## Written exercise 1
Rewrite the rows below from the line holding "Task: locate the decorative" through the last row, inclusive, keeping every line, requests included, and multiply each coordinate in the answers by 1.65. Round the results to whole numbers, with halves rounded up.

## Page excerpt
Today is the day to love my enemies. What a kick-off to
forty days of improvement!
There aren’t that many true enemies around nowadays—at least
of the ‘kill or be killed’ variety. Most of the enemies I encounter are of the
everyday genre that keep me from being my best self, that tap-dance on my last
nerve and drive me to behavior unworthy of any Christian.
Who’s the enemy? It’s the co-worker who somehow manages to
make me feel inferior at every encounter. (Is an enemy just somebody you’d like
to throttle now and then?) It’s the guy who zooms past me in traffic, then cuts
in front of me to take the next exit. It’s the stoplight system that sees me
coming and stops me at every blessed intersection when I’m in a hurry. (You
gotta love stoplights?) It’s the
bad grammar and misspelled words in a newspaper article or Facebook post. It’s
all of the above: the myriad occasions when I stop seeing how fortunate I AM,
and focus on what’s in my way--on the impediments, rather than the journey.

## Records for this exercise

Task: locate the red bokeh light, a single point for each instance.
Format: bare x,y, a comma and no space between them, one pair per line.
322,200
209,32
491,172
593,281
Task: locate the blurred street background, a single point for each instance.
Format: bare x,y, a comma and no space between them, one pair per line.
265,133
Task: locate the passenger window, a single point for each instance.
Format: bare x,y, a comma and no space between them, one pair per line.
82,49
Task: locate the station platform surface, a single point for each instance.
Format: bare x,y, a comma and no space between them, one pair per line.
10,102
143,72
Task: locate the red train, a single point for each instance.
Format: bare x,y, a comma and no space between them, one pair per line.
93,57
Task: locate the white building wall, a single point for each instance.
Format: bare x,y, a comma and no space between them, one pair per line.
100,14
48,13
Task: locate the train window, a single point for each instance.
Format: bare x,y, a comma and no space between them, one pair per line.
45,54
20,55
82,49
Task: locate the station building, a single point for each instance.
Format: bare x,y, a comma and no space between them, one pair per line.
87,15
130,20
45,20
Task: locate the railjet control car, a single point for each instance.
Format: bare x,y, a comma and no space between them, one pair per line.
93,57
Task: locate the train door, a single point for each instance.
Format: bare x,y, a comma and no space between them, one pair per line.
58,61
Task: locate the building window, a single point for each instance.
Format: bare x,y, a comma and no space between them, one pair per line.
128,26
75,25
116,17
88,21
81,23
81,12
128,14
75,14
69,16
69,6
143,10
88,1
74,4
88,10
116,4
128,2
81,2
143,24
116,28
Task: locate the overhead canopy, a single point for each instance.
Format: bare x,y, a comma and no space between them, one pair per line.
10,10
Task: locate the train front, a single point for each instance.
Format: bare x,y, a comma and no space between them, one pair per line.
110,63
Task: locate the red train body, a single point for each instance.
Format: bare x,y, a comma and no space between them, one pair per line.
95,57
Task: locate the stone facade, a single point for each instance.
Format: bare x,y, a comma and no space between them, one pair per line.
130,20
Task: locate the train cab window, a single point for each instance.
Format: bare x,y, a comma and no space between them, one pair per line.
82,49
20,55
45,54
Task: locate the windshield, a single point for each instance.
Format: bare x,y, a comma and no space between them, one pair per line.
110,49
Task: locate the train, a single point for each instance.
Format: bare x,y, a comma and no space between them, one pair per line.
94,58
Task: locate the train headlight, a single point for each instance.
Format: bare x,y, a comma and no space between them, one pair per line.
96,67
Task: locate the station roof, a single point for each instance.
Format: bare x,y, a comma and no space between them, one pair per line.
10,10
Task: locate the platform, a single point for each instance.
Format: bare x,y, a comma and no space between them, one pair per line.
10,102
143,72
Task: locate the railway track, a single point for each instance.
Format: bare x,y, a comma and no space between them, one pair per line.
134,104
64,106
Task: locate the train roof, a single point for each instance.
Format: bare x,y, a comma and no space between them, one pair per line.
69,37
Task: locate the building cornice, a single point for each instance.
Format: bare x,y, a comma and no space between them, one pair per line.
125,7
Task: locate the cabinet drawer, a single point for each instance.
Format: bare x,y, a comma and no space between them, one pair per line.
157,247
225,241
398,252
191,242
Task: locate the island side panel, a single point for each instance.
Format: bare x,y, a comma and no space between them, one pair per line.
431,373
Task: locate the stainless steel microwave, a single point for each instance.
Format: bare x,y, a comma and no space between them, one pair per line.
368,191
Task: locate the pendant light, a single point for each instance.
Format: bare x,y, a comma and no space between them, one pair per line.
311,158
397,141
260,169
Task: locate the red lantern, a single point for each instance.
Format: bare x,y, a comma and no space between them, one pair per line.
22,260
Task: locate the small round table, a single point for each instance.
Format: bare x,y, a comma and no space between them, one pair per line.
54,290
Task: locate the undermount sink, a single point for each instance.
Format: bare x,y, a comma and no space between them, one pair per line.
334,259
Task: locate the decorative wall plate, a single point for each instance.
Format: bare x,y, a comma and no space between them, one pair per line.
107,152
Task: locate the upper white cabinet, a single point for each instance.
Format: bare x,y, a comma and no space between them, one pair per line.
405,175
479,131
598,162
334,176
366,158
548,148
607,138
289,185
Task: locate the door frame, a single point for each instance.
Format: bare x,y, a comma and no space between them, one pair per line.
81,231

## Written exercise 2
In the passage above on loving one's enemies, why does the writer count the stoplight system as an enemy? Answer in one to three sentences.

## Final answer 1
Task: locate the decorative wall plate, a single point for each instance.
Format: bare x,y, a comma and no space between them, one pair per line.
177,251
Task: locate the upper white cabinet, a single point for each instance.
Format: bare x,y, a comma and no space between them, one pair per line.
668,289
790,216
987,267
551,290
604,261
904,244
1002,228
477,305
Task: locate the door frame, a single point for each instance.
Format: bare x,y, a comma and no space between them, one pair per line.
134,381

## Final answer 2
The writer counts the stoplight system as an enemy because it sees the writer coming and stops the writer at every intersection when the writer is in a hurry.